(Exercise text begins)
In 2006, Westport resident and German-Jewish Holocaust survivor Janet Beasley donated wartime artifacts, documents, and photos to Jewish Museum Berlin. She was invited by the museum to lead workshops for two groups of German high school students on her experiences as a Jew surviving in Hitler’s Berlin. The first group comprised 13th-grade art students from the Jewish High School, led by teacher Sabine Thomasius.

“Exhibit: A Childhood Lost,” by Thomasius, is translated from the German by Beasley:

A student’s artwork that was included in the Memorial of “a Childhood Lost” exhibit.

A student’s artwork that was included in the Memorial of “a Childhood Lost”
exhibit.

In November of 2006, a workshop took place in the Archives of the Jewish Museum Berlin, where students in my art course met with Janet Beasley. Janet grew up in Berlin, the child of a Jewish mother and a non-Jewish father, and as a nine-year-old

[Beasley was actually eight], was deported to Theresienstadt with her mother. The personal memories which Janet Beasley shared with great candor and intimacy led to the creation of paintings and collages during the lessons in the classroom. These were exhibited in the Jewish Community Center Berlin during the summer of 2007.
(Exercise text ends)
(Material shown begins)
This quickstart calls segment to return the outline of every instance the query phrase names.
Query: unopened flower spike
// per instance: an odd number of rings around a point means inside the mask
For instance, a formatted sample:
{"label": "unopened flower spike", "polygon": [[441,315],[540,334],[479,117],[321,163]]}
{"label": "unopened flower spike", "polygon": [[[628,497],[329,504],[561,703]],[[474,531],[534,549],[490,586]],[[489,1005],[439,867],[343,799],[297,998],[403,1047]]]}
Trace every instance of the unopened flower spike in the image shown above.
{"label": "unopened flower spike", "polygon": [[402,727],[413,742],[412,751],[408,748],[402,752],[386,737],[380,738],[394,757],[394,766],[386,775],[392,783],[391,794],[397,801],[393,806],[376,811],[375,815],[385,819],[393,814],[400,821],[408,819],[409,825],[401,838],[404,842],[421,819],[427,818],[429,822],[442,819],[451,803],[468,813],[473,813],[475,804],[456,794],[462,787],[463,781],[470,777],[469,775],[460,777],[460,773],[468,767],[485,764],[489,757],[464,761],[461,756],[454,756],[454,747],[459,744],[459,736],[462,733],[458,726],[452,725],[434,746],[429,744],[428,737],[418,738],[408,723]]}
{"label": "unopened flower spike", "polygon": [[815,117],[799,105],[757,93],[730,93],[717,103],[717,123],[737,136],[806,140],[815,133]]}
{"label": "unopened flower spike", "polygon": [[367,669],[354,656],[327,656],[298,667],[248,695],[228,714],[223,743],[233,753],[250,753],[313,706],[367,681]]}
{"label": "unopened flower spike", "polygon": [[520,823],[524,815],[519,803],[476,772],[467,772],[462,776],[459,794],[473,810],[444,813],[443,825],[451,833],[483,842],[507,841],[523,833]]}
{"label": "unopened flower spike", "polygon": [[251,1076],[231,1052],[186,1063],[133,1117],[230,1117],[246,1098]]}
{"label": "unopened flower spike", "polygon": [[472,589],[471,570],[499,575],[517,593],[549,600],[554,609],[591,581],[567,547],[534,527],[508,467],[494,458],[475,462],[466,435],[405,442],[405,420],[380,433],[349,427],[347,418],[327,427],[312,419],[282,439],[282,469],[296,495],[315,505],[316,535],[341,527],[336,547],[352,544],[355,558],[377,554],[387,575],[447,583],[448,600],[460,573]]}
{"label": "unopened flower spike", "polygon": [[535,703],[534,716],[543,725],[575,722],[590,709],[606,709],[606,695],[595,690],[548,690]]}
(Material shown ends)
**Check your understanding:**
1) In the text about Janet Beasley's workshops, where were the students' paintings and collages exhibited during the summer of 2007?
2) Write out everything in the text about Janet Beasley's workshops from "In November of" down to "summer of 2007.".

**Solved tasks:**
1) In the Jewish Community Center Berlin.

2)
In November of 2006, a workshop took place in the Archives of the Jewish Museum Berlin, where students in my art course met with Janet Beasley. Janet grew up in Berlin, the child of a Jewish mother and a non-Jewish father, and as a nine-year-old

[Beasley was actually eight], was deported to Theresienstadt with her mother. The personal memories which Janet Beasley shared with great candor and intimacy led to the creation of paintings and collages during the lessons in the classroom. These were exhibited in the Jewish Community Center Berlin during the summer of 2007.